SEC Sues 8 Former AOL Officials
Regulator Alleges Inflation of Online Ad Revenue

By Cecilia Kang
Washington Post Staff Writer
Tuesday, May 20, 2008

The Securities and Exchange Commission yesterday filed civil lawsuits against eight former America Online executives, accusing them of participating in illegal accounting practices that inflated the online giant's reported revenue by more than $1 billion.

Former chief financial officers John Michael Kelly and Joseph A. Ripp, as well as several leaders of the company's dealmaking business affairs unit, were among those charged. Four of the executives agreed to settle with the agency for about $8 million, including David M. Colburn, former head of business affairs, who agreed to pay $4 million.

All four who settled agreed to do so without admitting or denying the allegations against them.

In the complaints filed in a federal court in Manhattan, the SEC contended that the former AOL executives "knowingly or recklessly engineered, oversaw and executed a scheme to artificially and materially inflate the company's reported online advertising revenue."

EXERCISE TASK 1: In the article about the SEC lawsuits, how much did David M. Colburn agree to pay?
The records have no connection to the article.

[Records from a data collection]
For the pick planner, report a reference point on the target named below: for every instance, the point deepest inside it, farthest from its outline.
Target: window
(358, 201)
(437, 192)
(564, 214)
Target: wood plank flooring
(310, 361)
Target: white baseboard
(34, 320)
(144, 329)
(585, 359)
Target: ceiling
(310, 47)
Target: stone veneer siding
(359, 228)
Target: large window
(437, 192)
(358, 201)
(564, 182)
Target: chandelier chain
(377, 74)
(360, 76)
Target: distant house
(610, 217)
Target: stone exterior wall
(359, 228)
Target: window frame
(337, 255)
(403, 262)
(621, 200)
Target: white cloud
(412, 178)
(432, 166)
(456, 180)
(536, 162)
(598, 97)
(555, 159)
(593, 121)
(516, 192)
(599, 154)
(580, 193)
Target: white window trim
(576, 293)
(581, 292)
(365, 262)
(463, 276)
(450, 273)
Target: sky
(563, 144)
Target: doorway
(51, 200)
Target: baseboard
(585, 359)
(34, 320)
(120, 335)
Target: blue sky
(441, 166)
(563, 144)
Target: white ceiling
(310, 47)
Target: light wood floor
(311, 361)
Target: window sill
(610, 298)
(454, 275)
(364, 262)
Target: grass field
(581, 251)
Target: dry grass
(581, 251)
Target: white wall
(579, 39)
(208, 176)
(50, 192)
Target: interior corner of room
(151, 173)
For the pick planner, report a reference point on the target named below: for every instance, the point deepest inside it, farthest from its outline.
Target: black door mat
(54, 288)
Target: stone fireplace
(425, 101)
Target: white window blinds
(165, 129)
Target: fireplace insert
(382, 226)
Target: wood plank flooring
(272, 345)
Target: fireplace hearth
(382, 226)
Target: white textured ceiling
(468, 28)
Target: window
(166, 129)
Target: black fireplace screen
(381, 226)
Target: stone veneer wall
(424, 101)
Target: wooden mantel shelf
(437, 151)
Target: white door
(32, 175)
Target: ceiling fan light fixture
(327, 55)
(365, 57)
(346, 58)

EXERCISE TASK 2: Gather every line of the records that contains the word "ceiling", treating uppercase and lowercase as different.

COMPLETE ANSWER 1: $4 million.

COMPLETE ANSWER 2:
Target: ceiling
Target: white ceiling
Target: white textured ceiling
Target: ceiling fan light fixture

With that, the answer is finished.